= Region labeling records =
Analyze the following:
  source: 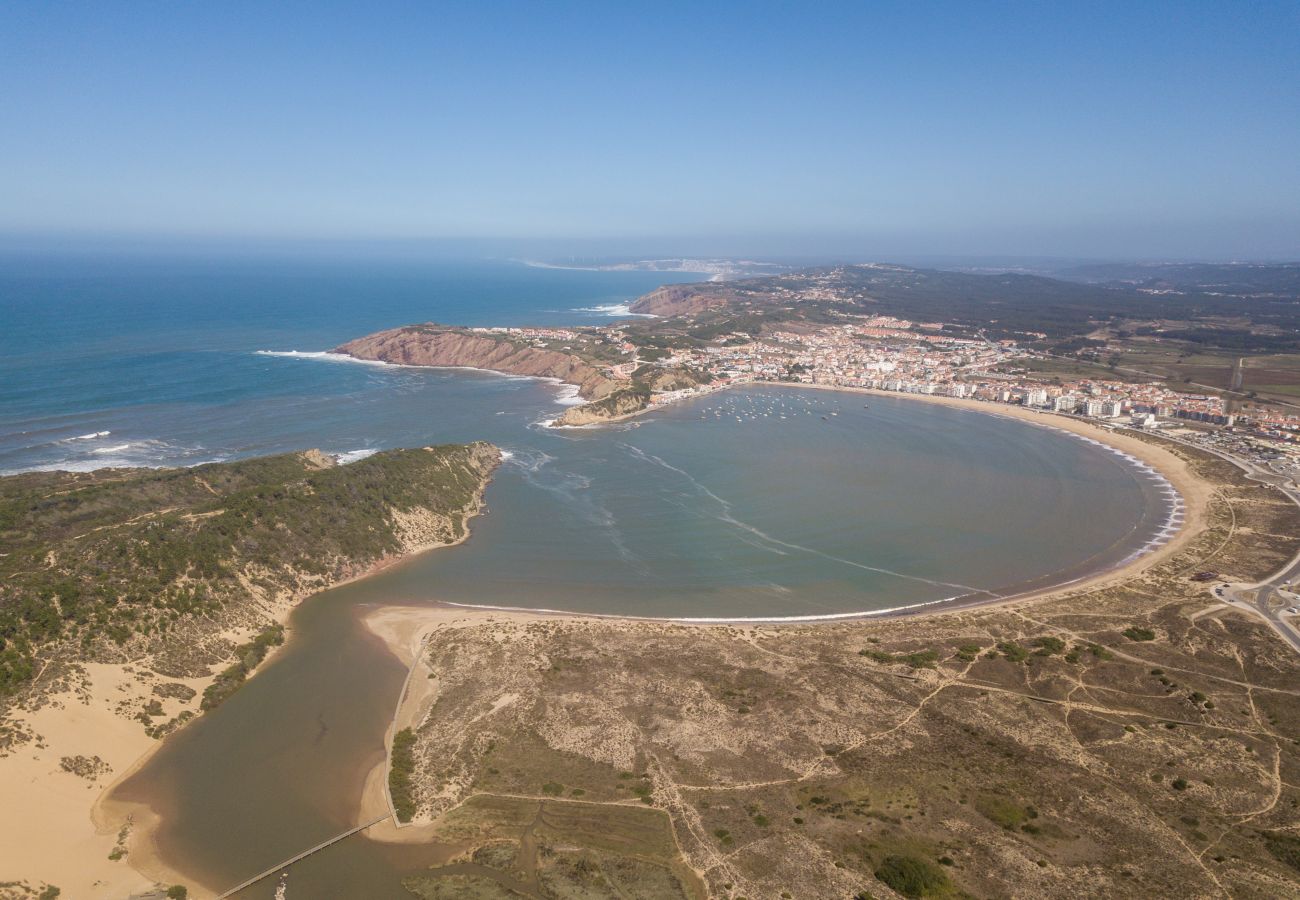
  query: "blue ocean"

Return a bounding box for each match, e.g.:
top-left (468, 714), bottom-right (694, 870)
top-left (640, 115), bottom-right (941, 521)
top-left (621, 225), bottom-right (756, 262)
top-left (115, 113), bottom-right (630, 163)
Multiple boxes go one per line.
top-left (0, 256), bottom-right (698, 473)
top-left (0, 258), bottom-right (1164, 618)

= THE PROBLEM =
Rewrite the listing with "query" changed to "target" and everything else left as is. Omit the pictures from your output.

= THE RESULT =
Analyze the following:
  source: 
  target: "blue ocean"

Return a bounding box for each match, e.g.:
top-left (468, 714), bottom-right (694, 870)
top-left (640, 115), bottom-right (941, 521)
top-left (621, 225), bottom-right (756, 262)
top-left (115, 113), bottom-right (630, 163)
Multiple boxes go one per line.
top-left (0, 256), bottom-right (698, 473)
top-left (0, 258), bottom-right (1164, 618)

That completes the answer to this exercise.